**** TESTO FORNITO ****
Come sapete in questo blog cerco tenervi informati sulla realtà editoriale locale. La notizia di questi giorni è che Giorgio Santelli lascia la direzione del mensile free-press “Il Vicino” edito da Easymedia.
In primo luogo, come lettore de “Il Vicino”, vorrei salutare con affetto Giorgio per il lavoro che ha svolto sicuramente con passione e dedizione, questa rivista è diventata uno degli appuntamenti mensili di questa città.Permettetemi però di non essere d’accordo con quello che dice nell’editoriale di addio pubblicato sul numero attualmente in distribuzione e che potete leggere in PDF qui.
Vorrei subito fugare ogni dubbio sulla mia posizione, che non è né corporativa a sostegno dei colleghi editori né in qualche modo interessata economicamente perché come credo molti sanno i legami tra la testata giornalistica che edito (www.orvietonews.it) e l’agenzia Easymedia sono soltanto di carattere commerciale legati alla raccolta pubblicitaria. Quindi con le vicende editoriali de “Il Vicino” non ho niente a che fare.
Non mi è piaciuta la rivendicazione sindacale di Giorgio nei confronti dei suoi editori. Mi è sembrata una forzatura, come un trascinamento delle vicende sindacali dei giornalisti nazionali trasportate a forza in vicende locali che niente hanno a che vedere con quelle rivendicazioni.
****
PROBLEMA DA RISOLVERE:
Per ciascuna delle tre affermazioni indica se concorda con il testo, rispondendo sì o no e citando alla lettera le parole del testo che lo stabiliscono.
1. Giorgio Santelli lascia la direzione del mensile “Il Vicino”.
2. Chi scrive ha un ruolo nelle vicende editoriali de “Il Vicino”.
3. Chi scrive approva la rivendicazione sindacale di Giorgio verso i suoi editori.
Per rispondere si usi soltanto il testo.
**** ELENCO DEI DATI ****
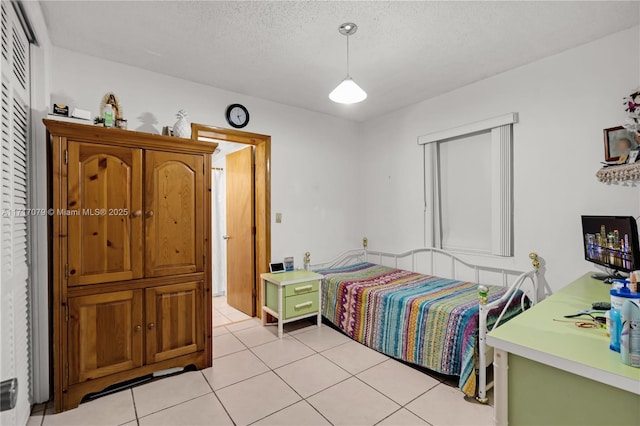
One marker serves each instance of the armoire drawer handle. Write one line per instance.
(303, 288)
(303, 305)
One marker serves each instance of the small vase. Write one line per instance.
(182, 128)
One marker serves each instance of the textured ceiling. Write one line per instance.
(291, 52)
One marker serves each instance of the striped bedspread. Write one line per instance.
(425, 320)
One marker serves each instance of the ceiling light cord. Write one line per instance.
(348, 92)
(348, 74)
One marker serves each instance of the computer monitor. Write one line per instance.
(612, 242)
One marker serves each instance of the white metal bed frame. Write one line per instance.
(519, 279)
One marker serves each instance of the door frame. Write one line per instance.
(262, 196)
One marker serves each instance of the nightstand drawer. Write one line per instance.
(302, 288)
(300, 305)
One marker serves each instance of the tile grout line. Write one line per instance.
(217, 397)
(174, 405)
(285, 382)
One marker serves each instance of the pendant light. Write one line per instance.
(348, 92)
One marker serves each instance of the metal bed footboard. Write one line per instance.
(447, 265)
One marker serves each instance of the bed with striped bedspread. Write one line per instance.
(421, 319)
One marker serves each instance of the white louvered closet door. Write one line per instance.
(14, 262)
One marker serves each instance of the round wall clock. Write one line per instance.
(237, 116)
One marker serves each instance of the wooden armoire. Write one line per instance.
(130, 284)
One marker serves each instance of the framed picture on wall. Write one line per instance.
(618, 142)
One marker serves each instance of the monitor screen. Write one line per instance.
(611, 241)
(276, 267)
****
RISPOSTA COMPLETA:
1. Sì: «Giorgio Santelli lascia la direzione del mensile free-press “Il Vicino” edito da Easymedia».
2. No: «con le vicende editoriali de “Il Vicino” non ho niente a che fare».
3. No: «Non mi è piaciuta la rivendicazione sindacale di Giorgio nei confronti dei suoi editori».